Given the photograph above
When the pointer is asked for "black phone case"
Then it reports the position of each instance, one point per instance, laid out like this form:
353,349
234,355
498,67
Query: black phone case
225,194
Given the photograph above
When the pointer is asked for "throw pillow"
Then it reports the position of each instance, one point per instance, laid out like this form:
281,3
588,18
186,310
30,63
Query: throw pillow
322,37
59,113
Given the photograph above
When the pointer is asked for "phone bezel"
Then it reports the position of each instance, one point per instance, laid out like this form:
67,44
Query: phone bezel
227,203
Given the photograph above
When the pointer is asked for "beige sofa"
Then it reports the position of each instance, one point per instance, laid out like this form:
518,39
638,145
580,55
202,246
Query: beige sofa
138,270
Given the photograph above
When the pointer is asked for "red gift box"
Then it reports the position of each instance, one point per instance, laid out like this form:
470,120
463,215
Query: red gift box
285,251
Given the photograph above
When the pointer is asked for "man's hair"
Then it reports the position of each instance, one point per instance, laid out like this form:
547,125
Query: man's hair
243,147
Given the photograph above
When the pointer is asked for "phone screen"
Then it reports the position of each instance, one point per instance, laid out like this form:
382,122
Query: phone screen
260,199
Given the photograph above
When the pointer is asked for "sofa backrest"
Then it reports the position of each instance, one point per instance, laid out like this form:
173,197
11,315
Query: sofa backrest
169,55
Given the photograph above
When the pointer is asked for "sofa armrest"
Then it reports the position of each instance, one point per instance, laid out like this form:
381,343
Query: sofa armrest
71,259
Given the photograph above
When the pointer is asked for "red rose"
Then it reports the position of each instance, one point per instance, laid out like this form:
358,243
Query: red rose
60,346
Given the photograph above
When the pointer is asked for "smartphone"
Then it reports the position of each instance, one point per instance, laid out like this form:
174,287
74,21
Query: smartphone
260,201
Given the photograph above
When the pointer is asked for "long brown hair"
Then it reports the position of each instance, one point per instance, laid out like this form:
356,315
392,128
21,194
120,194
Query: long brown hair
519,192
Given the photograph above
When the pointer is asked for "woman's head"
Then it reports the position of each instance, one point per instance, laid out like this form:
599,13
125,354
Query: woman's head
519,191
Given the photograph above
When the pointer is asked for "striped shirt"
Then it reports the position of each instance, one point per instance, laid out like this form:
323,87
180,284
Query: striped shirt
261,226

=-=-=

PROBLEM DETAILS: Retype every record above exactly as it appears.

EXERCISE OUTPUT:
Given the photograph above
When the pointer is asked for "black phone case"
Then it reports the position of each instance, one point per instance, laid out like this form:
353,349
234,355
498,67
Query: black phone case
225,194
Given the photograph above
When the pointer is asked for "throw pillow"
Then it reports the position of each instance, one point per instance, laid out like this form:
281,3
588,18
186,310
30,63
Query: throw pillow
322,37
59,113
Given the photograph above
When the pointer is asked for "phone bezel"
Then it reports the position of each instance, one point per instance, laid out like this form:
67,44
Query: phone bezel
227,203
Given the photograph above
When the pointer is asked for "beige sofa"
Then it reports the position of each instance, one point per instance, laid out like this form:
518,39
638,145
580,55
202,246
Query: beige sofa
138,270
Given the photograph above
When the pointer is asked for "red gift box"
Then it reports the position of each instance, one point per instance, laid out like this form:
470,120
463,215
Query: red gift box
285,251
Given the photograph above
When the pointer is asked for "man's hair"
Then it reports the position of each instance, one point per instance, laid out like this form:
547,125
Query: man's hair
243,147
Given the photograph above
When the pointer is asked for "phone screen"
Then it reports the position of each instance, one point per instance, laid out like this form:
382,122
Query: phone screen
260,199
Given the photograph above
When the pointer is asked for "sofa backrest"
Then it reports the position of each instance, one point per instance, laid out like this form:
173,197
11,315
Query: sofa backrest
169,55
Given the photograph above
When the pointer is asked for "sofa armrest"
Then it reports the position of each instance, one point per instance, laid out like this form:
381,343
Query: sofa armrest
71,259
Given the photograph above
When the pointer is asked for "red rose"
Then it reports the position of each instance, one point per instance, laid out like this form:
358,243
Query: red rose
60,346
Given the photograph above
When the pointer is asked for "smartphone"
Then it reports the position of each instance, one point per instance, laid out like this form:
174,287
74,21
Query: smartphone
260,201
Given the photograph above
When the pointer is asked for "long brown hair"
Then it reports the position of each instance, one point per instance, laid out like this form:
356,315
392,128
21,194
120,194
Query: long brown hair
519,192
Given the photograph above
When the pointer is asked for "woman's head"
Then it reports the position of each instance, one point per instance, laid out like this form:
599,13
125,354
Query: woman's head
519,191
Given the photograph above
When the pointer is asked for "striped shirt"
Then it reports the position of each instance, one point per instance, laid out like this form:
323,87
180,284
Query: striped shirt
261,226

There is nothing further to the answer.